▶ **EXERCISE DETAILS**
When you reach the line with "Using the labeling tool, outline every owl with" in the listing below, transcribe it and each line after it up to and including the line with "Using the labeling tool, outline every black", exactly and with nothing else.

▶ **SOURCE INFORMATION**

::::::::::

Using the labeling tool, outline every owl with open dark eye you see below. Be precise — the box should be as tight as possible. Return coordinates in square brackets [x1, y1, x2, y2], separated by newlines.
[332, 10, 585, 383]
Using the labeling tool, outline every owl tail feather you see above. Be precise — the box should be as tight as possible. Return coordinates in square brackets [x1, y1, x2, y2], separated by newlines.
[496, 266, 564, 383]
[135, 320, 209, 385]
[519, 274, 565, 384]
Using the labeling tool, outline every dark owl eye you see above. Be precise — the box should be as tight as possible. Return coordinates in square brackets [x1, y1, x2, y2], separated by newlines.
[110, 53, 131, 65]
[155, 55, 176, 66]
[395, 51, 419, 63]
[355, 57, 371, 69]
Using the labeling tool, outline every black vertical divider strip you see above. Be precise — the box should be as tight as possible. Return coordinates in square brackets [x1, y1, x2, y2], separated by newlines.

::::::::::

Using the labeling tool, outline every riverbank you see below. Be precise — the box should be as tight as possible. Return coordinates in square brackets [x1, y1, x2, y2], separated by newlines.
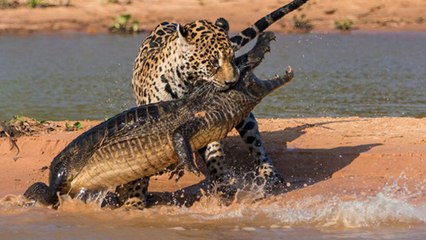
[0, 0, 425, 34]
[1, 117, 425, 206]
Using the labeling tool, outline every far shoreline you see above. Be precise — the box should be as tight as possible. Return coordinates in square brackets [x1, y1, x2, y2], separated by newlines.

::::::::::

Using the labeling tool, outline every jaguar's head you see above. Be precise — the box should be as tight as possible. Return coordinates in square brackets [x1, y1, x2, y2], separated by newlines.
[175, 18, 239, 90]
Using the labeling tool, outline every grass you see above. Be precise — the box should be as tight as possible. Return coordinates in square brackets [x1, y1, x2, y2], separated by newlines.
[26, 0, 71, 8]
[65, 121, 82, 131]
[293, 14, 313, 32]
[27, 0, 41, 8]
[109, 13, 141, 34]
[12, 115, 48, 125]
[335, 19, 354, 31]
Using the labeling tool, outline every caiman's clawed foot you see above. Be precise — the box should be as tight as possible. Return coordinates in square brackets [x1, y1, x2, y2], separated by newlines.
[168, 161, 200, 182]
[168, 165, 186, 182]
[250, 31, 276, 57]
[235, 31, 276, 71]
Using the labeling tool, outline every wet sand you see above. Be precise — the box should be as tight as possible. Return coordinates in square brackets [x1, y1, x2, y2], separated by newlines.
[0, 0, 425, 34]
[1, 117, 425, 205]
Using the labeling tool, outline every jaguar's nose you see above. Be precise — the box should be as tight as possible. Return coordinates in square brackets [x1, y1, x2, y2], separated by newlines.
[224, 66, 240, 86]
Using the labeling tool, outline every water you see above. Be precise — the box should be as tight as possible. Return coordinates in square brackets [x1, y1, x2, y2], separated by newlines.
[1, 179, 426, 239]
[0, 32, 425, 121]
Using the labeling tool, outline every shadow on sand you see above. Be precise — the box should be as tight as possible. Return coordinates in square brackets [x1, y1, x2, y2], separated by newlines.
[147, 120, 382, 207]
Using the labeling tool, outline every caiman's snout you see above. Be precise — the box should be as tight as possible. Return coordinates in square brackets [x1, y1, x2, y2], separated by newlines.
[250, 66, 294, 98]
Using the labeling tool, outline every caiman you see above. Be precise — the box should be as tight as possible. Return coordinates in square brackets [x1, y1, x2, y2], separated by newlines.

::::::::::

▶ **WRITTEN SOLUTION**
Using the labeling tool, outline every owl with open dark eye you see below. Be precise — the box should be as tight as possible. Return coordinates in square brackets [x1, y1, x2, y2], separated by newlines.
[332, 10, 585, 383]
Using the labeling tool, outline every owl tail feather you see above. Be precise — the box should be as tight as possible. Return coordinates in square brackets [x1, y1, x2, y2], separated by newlines.
[496, 266, 564, 383]
[135, 320, 209, 385]
[519, 274, 565, 384]
Using the labeling tool, outline every dark owl eye you see above. Be precise — the box should be as tight as possible. Return coordinates in square brackets [x1, y1, x2, y2], separated by newlines.
[110, 53, 131, 65]
[155, 55, 176, 66]
[395, 51, 419, 63]
[355, 57, 371, 69]
Using the labeling tool, outline every black vertical divider strip you see above. Be precise — the box should be as tight as possible. Return coordinates in square brackets [x1, y1, x2, y2], separated by newlines.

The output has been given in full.